• TASK TO COMPLETE
Repeat each entry word for word; the images are not part of the copy.

• DATA LISTING
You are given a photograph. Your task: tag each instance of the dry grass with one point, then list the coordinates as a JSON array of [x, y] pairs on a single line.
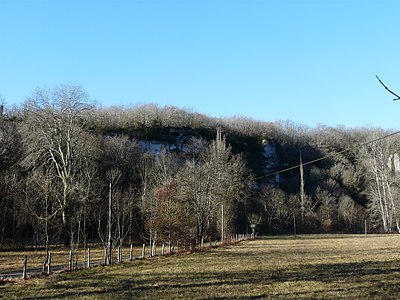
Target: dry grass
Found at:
[[356, 267], [11, 261]]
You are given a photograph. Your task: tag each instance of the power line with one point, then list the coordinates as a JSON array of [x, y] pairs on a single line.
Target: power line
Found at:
[[327, 156]]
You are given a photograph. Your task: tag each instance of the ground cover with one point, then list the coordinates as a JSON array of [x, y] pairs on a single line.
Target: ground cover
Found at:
[[329, 266]]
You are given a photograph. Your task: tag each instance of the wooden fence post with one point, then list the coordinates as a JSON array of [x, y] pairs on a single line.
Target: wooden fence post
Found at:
[[49, 264], [24, 268], [70, 261], [143, 250], [88, 258], [119, 254], [153, 249]]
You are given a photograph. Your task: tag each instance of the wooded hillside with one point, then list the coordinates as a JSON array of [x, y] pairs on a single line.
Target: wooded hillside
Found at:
[[71, 171]]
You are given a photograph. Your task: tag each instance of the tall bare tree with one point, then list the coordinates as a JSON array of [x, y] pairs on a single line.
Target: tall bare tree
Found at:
[[53, 133]]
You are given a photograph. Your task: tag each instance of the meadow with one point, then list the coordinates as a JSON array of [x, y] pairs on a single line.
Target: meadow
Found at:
[[309, 266]]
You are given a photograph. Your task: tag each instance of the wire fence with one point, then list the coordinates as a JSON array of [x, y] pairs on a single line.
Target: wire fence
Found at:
[[39, 263]]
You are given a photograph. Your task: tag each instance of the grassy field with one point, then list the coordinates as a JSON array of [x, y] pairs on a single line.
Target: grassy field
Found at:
[[329, 266]]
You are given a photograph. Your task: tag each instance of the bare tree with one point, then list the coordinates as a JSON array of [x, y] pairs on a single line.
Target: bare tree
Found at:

• EXPECTED OUTPUT
You are given a photograph. Your task: tag each instance of the dry grass with one point, then list the coordinates as a JSON array of [x, y] pairs on a single line.
Target: dry grass
Found at:
[[356, 267], [11, 261]]
You are given a photograph. Your task: tag each instance of the power line with one point, then list the coordinates as a JSON array of [x, y] pairs on a single line.
Target: power line
Found at:
[[327, 156]]
You are given a photograph. Your task: tag each instance of the ground cover with one point, then list the coordinates as a JSON array of [x, y] pairs on a single line.
Target: ground cover
Found at:
[[329, 266]]
You are given a photograph. Your task: tag each instance of the wooden fence post with one point, then list the coordinates as a JSON array of [x, y] pairs on a single line.
Target: wooden fence post
Found at:
[[49, 264], [24, 268], [70, 261], [143, 250], [88, 258], [119, 254], [153, 249]]
You are given a photograph. Your task: tag each instance of the wooded hillside with one point, then list the coordinates as a JSON array of [x, y] pairs on a single line.
Target: wooded hillside
Found at:
[[71, 171]]
You are given a photograph. Your task: tag each instance of the tall bare tree with one point, then list the coordinates as a JSON array of [x, y] pairs on a single line.
Target: tall bare tree
Found at:
[[53, 133]]
You are given a photograph. Your task: tag each instance of the meadow with one point, then list the coordinates as a JSON array of [x, y] pairs on a single line.
Target: meadow
Found at:
[[309, 266]]
You are given a photograph. Your task: tag each instance of the wire fence with one point, then list the coordinates as a JSON array of [x, y] pairs on a single line.
Target: wire fence
Found at:
[[39, 263]]
You are given a photograph. Your task: tag each instance of the grassy field with one point, then list the coordinates as a JSON array of [x, y] pairs on a single line.
Target: grassy field
Found at:
[[329, 266]]
You are given a photograph. Your task: tag each instance of the bare tree with one point, then list the coordinates as a JSON array of [x, y] pairs on a single line.
Target: bare tree
Found at:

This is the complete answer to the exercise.